READING PASSAGE:
This went about as well as I had thought it would lol I am just continuing to goose hunt for now (Which I do have a field for lol). Thanks for the heads up about allegan county, made a scouting trip already.


----------



## nmilkovich (Sep 25, 2017)

grassmaster said:


> Van buren county is the Gar hole of Michigan counties. too many fruit trees and grapes.
> lots of small lakes but mostly pricks from Chicago who keep coming up here even in the fall.
> lets change pricks to pompas asses, as not to offend anyone.
> they complain about goose crap in there yards then call the cops when they see a duck boat.
> go any direction from VB county and your odds increase 10 fold.


Yeah this is my problem, I am on a lake but im holding out until most people are gone to feel it out.


----------



## ice ghost (Jan 17, 2015)

Yea, I can see not wanting to rub neighbors the wrong way, even if you do everything legally, some people are gonna get offended. We got so many lakes along the county line though maybe check out some other lake. The problem with the lakes I'm finding, is that there's so much standing water in fields right now that they get up and off the lakes early and don't come back to roost til night. Geese are easier to see and follow. Watch for where they go and ya may find the ducks. That's how I found one of my best spots this year. We've shot two man mallard limits every time we've hunted it along with some other ducks and geese.


----------



## nmilkovich (Sep 25, 2017)

Exactly!! Im having that issue as well, I got permission from a farmer for a field (just down the road from the lake) which is where ive been shooting geese, but no ducks unfortunately. So then I started looking to lakes, but the lakes ive seen, I cant find any info on if they are actually huntable (which lead to the post lol) Thanks for the input!!


----------



## jwinks (Mar 20, 2014)

nmilkovich said:


> Exactly!! Im having that issue as well, I got permission from a farmer for a field (just down the road from the lake) which is where ive been shooting geese, but no ducks unfortunately. So then I started looking to lakes, but the lakes ive seen, I cant find any info on if they are actually huntable (which lead to the post lol) Thanks for the input!!


The short answer is, no, they are not huntable, unless you own the shoreline near where you are hunting.


----------



## ice ghost (Jan 17, 2015)

jwinks said:


> The short answer is, no, they are not huntable, unless you own the shoreline near where you are hunting.


Thats


----------



## Far Beyond Driven (Jan 23, 2006)

Or they have public land on shore you can be in front of, or a road dead end access in a township that allows hunting from same (and then you still have to be 450' from any dwellings)


----------



## ice ghost (Jan 17, 2015)

TO DO:
A. In the hunting thread, how far from any dwellings must a hunter stay when hunting from a road dead end access?
B. Print the hunting thread word for word from "Yea, I can see" to "ducks and geese.".

(Dataset rows showing where objects appear)

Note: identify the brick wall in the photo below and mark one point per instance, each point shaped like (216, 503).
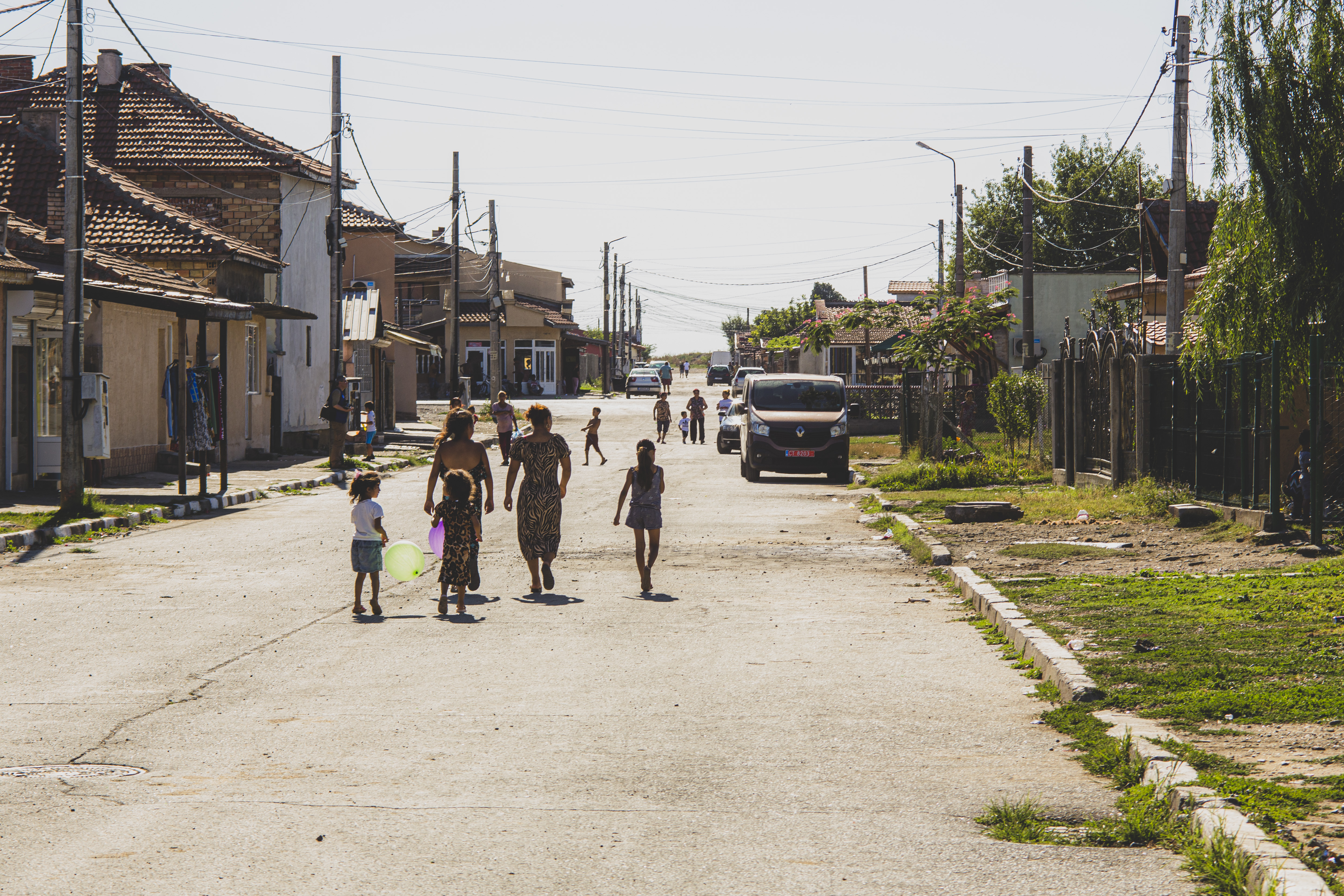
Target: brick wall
(244, 205)
(127, 461)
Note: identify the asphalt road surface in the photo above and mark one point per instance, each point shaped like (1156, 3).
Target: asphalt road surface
(775, 719)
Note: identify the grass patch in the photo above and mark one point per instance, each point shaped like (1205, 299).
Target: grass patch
(1259, 648)
(1060, 551)
(92, 508)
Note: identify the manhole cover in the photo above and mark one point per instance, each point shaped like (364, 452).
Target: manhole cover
(72, 770)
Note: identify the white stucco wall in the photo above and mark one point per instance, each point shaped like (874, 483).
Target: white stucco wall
(307, 285)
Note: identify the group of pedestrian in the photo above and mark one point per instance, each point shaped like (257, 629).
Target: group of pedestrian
(463, 471)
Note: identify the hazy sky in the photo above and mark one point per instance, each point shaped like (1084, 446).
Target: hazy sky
(744, 151)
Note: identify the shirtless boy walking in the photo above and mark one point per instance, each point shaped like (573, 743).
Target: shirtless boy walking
(590, 442)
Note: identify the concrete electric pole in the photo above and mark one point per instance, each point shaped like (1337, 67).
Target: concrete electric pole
(72, 348)
(1029, 272)
(496, 359)
(1177, 226)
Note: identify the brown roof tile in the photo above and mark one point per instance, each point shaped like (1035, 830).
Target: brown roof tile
(148, 123)
(358, 218)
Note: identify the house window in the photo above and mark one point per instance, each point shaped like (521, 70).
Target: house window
(251, 355)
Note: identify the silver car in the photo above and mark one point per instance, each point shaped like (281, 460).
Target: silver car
(740, 379)
(730, 432)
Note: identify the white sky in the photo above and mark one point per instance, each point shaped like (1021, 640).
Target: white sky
(742, 150)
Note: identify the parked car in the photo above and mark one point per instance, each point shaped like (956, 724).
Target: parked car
(740, 379)
(730, 429)
(643, 381)
(795, 424)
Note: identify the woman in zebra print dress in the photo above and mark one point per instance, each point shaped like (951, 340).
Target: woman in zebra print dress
(539, 496)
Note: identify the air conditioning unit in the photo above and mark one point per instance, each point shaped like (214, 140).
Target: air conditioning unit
(1017, 348)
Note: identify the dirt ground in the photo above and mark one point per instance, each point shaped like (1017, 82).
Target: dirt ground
(1156, 546)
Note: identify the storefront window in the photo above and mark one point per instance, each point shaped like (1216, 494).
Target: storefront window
(49, 386)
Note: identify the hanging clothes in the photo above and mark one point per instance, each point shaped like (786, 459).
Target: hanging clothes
(171, 398)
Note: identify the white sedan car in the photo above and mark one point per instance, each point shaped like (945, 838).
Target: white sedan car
(643, 382)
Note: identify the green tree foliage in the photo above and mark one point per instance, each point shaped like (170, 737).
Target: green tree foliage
(1276, 263)
(1101, 234)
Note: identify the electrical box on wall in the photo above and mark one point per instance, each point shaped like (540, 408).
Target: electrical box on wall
(97, 432)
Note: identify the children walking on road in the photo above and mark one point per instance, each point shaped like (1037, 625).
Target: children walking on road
(366, 551)
(663, 416)
(462, 530)
(590, 444)
(646, 484)
(370, 430)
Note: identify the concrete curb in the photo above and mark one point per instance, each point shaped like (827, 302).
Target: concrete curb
(178, 511)
(1056, 663)
(941, 555)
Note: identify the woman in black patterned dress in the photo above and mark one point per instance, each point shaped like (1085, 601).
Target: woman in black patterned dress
(455, 449)
(539, 496)
(462, 534)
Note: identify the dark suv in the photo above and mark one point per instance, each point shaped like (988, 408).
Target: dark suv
(795, 424)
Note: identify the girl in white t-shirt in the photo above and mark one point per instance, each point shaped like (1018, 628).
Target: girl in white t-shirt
(366, 551)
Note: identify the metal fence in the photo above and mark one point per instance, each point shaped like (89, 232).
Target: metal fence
(1218, 433)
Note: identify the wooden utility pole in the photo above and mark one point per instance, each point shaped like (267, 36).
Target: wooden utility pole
(337, 457)
(1177, 226)
(72, 347)
(607, 319)
(1029, 272)
(496, 359)
(452, 335)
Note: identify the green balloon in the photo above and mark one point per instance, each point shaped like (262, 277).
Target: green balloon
(404, 561)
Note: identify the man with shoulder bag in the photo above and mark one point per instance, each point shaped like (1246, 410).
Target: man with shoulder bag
(337, 413)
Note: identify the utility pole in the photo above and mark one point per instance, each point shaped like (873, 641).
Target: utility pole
(1177, 229)
(1029, 272)
(623, 336)
(72, 354)
(496, 359)
(337, 456)
(452, 335)
(941, 240)
(962, 272)
(607, 319)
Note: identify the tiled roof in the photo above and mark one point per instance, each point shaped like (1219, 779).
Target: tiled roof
(124, 217)
(358, 218)
(124, 272)
(1199, 229)
(910, 287)
(120, 216)
(148, 123)
(554, 316)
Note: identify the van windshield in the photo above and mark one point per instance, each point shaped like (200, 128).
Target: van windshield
(804, 395)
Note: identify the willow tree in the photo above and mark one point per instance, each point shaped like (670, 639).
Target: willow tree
(1276, 263)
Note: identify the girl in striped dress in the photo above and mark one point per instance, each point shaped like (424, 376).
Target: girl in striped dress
(646, 484)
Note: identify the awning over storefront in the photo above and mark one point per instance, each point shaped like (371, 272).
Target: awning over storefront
(398, 335)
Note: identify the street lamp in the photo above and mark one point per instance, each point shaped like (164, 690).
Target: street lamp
(607, 316)
(960, 276)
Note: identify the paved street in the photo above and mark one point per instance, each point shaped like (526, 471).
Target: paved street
(776, 719)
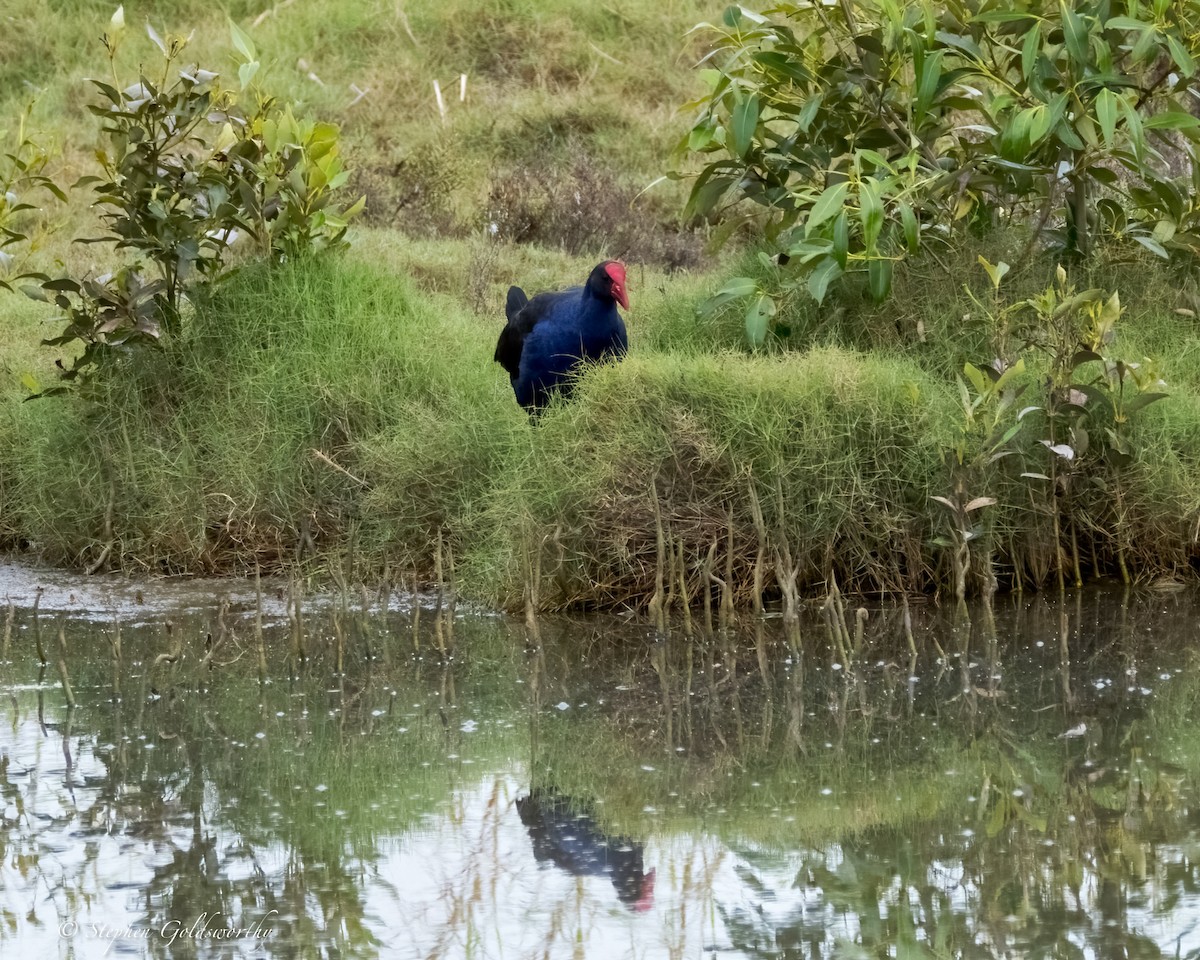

SOLVED PROBLEMS:
A. 450 feet.

B.
Yea, I can see not wanting to rub neighbors the wrong way, even if you do everything legally, some people are gonna get offended. We got so many lakes along the county line though maybe check out some other lake. The problem with the lakes I'm finding, is that there's so much standing water in fields right now that they get up and off the lakes early and don't come back to roost til night. Geese are easier to see and follow. Watch for where they go and ya may find the ducks. That's how I found one of my best spots this year. We've shot two man mallard limits every time we've hunted it along with some other ducks and geese.